By Gary Fallesen, founding president, Climbing For Christ

Loveson. (Photo by Gilbert Lindor)

The skeletal baby revealed from under a begging mother’s clothing on a street corner in Nairobi, Kenya. A beleaguered father, his polio-stricken daughter sitting on his lap, slumping into despair in Malasi, Haiti after learning there was nothing we could do to help.

A sea of orphan children sleeping alongside and on top of each other in Kasese, Uganda. Dirty-faced children, who are forced to work more than half of every day of every week in a brick factory in Faisalabad, Pakistan, with hopelessness in their eyes. Widows and widowers broken by life, unable to even make eye contact, in Msema, Malawi.

These are staggering real-life images in my mental photo album.

Some are moments I witnessed with my own eyes and perhaps captured through the lens of my camera. Others are moments sent to me in a photograph, like the one at the top of this page.

━━━━━━

TASKS:
A) Using the reflection on images of suffering, answer these:
(i) In which city did the author see the begging mother with the skeletal baby?
(ii) Where are the children in Faisalabad, Pakistan forced to work?
(iii) In what place were the widows and widowers who could not make eye contact?
B) In the reflection on images of suffering, why does the father in Malasi, Haiti slump into despair?
C) Carry on the reflection on images of suffering from the point where it stops.

DATA SEGMENT:
━━━━━━

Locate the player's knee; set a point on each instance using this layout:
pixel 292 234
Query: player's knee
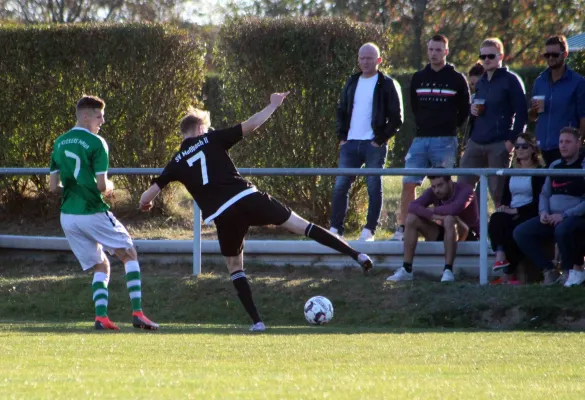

━━━━━━

RESULTS IN ORDER:
A)
(i) Nairobi, Kenya.
(ii) In a brick factory.
(iii) Msema, Malawi.

B) He slumps into despair after learning that there was nothing the author's group could do to help his polio-stricken daughter.

C)
Gilbert Lindor emailed me the photo above of a 10-year-old boy named Loveson. Gilbert himself first came to me via an emailed photo. It was a photograph so hideous I could not even look at it; a photograph of a gangrene leg. Gilbert broke his leg in the mountains of Haiti in 2007 and God used Climbing For Christ to rescue him.

The next photos I would see of Gilbert were of him recovering from an amputation that saved his life. Only then did I meet him in person and begin to watch him grow in the Lord.

Gilbert in August 2007.

Now Gilbert serves those in need; those needing Jesus and those needing the love of Christ.

Jesus instructed us in the Gospel of Matthew: “And the King will answer them, ‘Truly, I say to you, as you did it to one of the least of these my brothers, you did it to me” (Matthew 25:40, ESV, boldface emphasis mine). Jesus spoke about feeding the hungry, giving drink to the thirsty, inviting in the stranger, clothing those who are naked, taking care of the sick, and visiting those who are in prison. He told us – and He continues to tell us – that we will find Him among the least of these.

We see the least of these wherever God sends us. In the case of Climbing For Christ, that is in mountainous areas where others are not going – in remote and often impoverished villages. We see the physical and the spiritual needs, and through the power and provision of God we attempt to address those needs.

Last week Gilbert emailed these words to me along with that photograph: “Peace of God is with you. I’m going to send you a picture of a young man who is 10 years old and paralyzed. His name is Loveson. He cannot do anything for himself. We pray for him, and his mother said that God has promised that he will walk.”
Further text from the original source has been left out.